Available data:
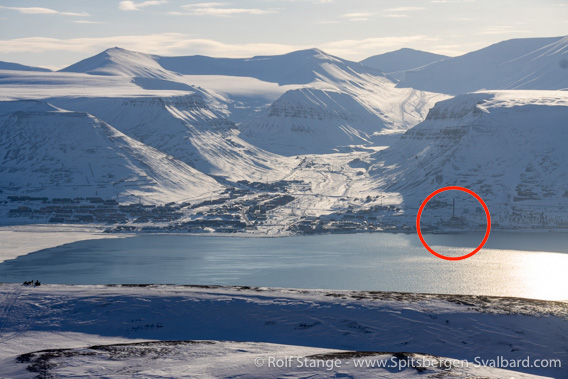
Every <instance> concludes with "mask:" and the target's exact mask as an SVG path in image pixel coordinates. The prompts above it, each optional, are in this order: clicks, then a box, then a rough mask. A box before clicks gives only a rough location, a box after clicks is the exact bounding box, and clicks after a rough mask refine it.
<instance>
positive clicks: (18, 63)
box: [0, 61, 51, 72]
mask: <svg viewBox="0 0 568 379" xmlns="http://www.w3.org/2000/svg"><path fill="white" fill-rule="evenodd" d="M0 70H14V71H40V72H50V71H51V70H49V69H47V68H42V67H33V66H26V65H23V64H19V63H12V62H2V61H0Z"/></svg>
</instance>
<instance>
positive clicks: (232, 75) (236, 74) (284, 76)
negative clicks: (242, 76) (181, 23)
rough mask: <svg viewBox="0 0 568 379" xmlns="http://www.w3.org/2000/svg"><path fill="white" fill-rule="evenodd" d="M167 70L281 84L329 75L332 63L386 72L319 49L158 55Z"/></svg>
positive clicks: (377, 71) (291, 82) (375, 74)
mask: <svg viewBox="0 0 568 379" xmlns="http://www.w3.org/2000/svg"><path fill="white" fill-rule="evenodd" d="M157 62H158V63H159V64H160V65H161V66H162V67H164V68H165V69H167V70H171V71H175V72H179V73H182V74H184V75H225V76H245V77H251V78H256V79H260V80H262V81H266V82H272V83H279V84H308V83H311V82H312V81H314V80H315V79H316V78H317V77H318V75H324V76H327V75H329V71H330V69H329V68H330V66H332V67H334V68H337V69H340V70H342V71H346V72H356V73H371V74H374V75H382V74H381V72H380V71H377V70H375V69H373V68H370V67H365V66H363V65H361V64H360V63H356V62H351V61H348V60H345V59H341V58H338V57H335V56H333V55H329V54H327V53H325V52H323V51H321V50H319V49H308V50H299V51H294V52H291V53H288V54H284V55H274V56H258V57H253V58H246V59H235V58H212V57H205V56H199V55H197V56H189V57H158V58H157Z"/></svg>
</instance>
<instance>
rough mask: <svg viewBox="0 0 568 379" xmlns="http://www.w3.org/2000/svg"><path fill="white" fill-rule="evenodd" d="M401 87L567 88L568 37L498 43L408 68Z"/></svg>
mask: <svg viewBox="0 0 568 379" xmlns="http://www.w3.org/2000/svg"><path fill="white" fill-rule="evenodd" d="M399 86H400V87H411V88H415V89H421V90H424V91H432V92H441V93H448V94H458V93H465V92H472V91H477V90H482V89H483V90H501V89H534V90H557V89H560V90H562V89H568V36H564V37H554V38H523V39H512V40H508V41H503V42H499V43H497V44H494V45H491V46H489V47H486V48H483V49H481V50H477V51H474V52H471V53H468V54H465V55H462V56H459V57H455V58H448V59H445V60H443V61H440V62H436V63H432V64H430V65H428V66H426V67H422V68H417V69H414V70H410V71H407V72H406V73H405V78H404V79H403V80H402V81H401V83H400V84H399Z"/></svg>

* * *

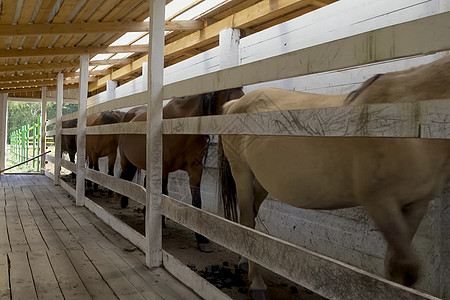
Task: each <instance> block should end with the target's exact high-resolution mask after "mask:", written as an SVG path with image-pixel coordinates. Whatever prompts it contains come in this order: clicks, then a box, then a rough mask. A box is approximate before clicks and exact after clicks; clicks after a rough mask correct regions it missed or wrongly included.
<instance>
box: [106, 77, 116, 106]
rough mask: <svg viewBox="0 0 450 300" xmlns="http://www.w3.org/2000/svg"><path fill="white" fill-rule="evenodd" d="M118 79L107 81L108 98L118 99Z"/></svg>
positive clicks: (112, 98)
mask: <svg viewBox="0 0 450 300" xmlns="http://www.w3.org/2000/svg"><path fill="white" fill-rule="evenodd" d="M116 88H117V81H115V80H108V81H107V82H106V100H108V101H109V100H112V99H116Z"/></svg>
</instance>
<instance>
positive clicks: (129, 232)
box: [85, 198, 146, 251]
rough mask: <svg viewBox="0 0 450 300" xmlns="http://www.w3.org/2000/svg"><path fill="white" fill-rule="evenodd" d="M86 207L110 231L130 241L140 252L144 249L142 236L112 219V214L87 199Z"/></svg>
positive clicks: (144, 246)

What the task requires: Put the data from the line with "Task: each <instance>" up to and including the line with "positive clicks: (112, 98)" into a JSON list of strings, one string per line, leaving out blank lines.

Answer space:
[
  "Task: each <instance> block should end with the target's exact high-resolution mask after \"mask:\", written as an SVG path with image-pixel coordinates. Whatever prompts it contains come in this order: clicks, then a box, then a rough mask. A box is approximate before clicks and exact after clicks; clicks after a rough mask correct regions it missed or wrongly included.",
  "<instance>",
  "box: [106, 77, 116, 106]",
  "rough mask: <svg viewBox=\"0 0 450 300\" xmlns=\"http://www.w3.org/2000/svg\"><path fill=\"white\" fill-rule=\"evenodd\" d=\"M118 79L107 81L108 98L118 99Z\"/></svg>",
  "positive clicks: (112, 98)"
]